::: Trecho do documento

Searching for the true Brazil (Em busca do autêntico Brasil) é o título do comentário assinado por Larry Rohter, ex-correspondente do New York Times no Brasil. No período em que serviu ao jornal, Rohter reportou regularmente a ascensão do país ao cenário internacional, envolveu-se em conflito com o governo Lula, em razão de uma inconfidência sobre o presidente, foi ameaçado de expulsão como persona non grata, mas superou tudo rendendo-se ao fascínio do país que o abrigava.

Como muitos de seus antecessores viajantes ilustres, Rohter procurava desvendar o enigma do país dos contrastes violentos. Quando a Discoteca Oneyda Alvarenga lançou em parceria com o Sesc/São Paulo uma caixa com seis CDs de registros musicais da Missão de Pesquisas Folclóricas, recolhidos no Norte e Nordeste em 1938 por iniciativa de Mário de Andrade, Rohter publicou uma reportagem no New York Times, em 25 de janeiro de 2007, que não teve similar no Brasil. Com o título Long lost trove of music connects Brazil to its roots (Tesouro musical esquecido liga o Brasil às suas raízes), o jornalista ilustra sua matéria com quatro fotografias da missão e não esconde a admiração pela improvável Mr. Andrade expedition. Nenhuma imagem de Mário acompanhava esse texto.

Quem, como o artista italiano, der um Google em Mário de Andrade vai encontrar entre as inúmeras fotos do escritor na galeria virtual um retrato de Bellini Antônio Ferraz, publicado com destaque no Correio Braziliense em 26 de fevereiro de 2020. Essa foto – que às vezes aparece em primeiro lugar – visivelmente destoa de todas as demais, que são autênticas. Apesar de saber-se feio, Mário de Andrade nunca evitou uma câmera fotográfica; ao contrário, deixava-se “fotar” com frequência.

::::::
::: Registros extraídos

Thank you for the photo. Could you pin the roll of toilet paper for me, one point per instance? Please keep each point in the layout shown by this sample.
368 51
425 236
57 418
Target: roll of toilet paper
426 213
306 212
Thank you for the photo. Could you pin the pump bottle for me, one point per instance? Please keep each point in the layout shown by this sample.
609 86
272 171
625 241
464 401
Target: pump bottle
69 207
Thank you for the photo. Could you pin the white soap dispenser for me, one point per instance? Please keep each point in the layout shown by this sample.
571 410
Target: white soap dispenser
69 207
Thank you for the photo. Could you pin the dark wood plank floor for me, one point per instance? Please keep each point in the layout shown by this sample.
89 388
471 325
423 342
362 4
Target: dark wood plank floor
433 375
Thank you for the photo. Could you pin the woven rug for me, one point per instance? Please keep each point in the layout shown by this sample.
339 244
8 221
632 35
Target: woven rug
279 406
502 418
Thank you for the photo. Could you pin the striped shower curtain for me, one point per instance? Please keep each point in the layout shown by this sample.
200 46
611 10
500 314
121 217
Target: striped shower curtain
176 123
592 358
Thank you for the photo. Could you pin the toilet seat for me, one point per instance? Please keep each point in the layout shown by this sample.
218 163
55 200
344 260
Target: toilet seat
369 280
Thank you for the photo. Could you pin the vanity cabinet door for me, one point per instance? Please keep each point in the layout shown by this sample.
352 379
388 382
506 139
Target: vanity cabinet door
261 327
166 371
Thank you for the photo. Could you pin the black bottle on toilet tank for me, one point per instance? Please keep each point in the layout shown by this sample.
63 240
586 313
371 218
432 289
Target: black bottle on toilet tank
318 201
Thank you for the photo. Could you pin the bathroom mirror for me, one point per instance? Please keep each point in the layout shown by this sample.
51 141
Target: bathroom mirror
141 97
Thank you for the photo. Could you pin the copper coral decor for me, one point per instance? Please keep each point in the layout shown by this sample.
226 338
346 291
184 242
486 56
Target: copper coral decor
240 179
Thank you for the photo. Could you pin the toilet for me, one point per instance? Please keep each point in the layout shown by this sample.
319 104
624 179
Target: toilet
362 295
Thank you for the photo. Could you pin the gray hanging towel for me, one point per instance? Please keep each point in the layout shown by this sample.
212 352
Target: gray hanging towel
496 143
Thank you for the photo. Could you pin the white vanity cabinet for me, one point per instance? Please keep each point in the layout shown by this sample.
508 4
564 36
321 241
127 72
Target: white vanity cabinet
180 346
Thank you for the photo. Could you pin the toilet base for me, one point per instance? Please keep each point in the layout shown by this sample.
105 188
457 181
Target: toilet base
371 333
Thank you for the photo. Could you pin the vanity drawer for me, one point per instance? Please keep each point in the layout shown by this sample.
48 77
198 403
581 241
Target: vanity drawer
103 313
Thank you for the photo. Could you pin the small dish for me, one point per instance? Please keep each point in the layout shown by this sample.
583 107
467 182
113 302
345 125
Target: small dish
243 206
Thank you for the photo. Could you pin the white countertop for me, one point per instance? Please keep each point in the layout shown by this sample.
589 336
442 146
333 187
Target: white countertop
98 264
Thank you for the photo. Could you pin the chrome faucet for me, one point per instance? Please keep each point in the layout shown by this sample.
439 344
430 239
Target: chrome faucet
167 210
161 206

::::::

● **Detalhes da tarefa**: Reescreva o trecho do documento de "Searching for the" até "que o abrigava.", trocando "ex-correspondente" por "antigo correspondente".

● **Resposta do exercício**:
Searching for the true Brazil (Em busca do autêntico Brasil) é o título do comentário assinado por Larry Rohter, antigo correspondente do New York Times no Brasil. No período em que serviu ao jornal, Rohter reportou regularmente a ascensão do país ao cenário internacional, envolveu-se em conflito com o governo Lula, em razão de uma inconfidência sobre o presidente, foi ameaçado de expulsão como persona non grata, mas superou tudo rendendo-se ao fascínio do país que o abrigava.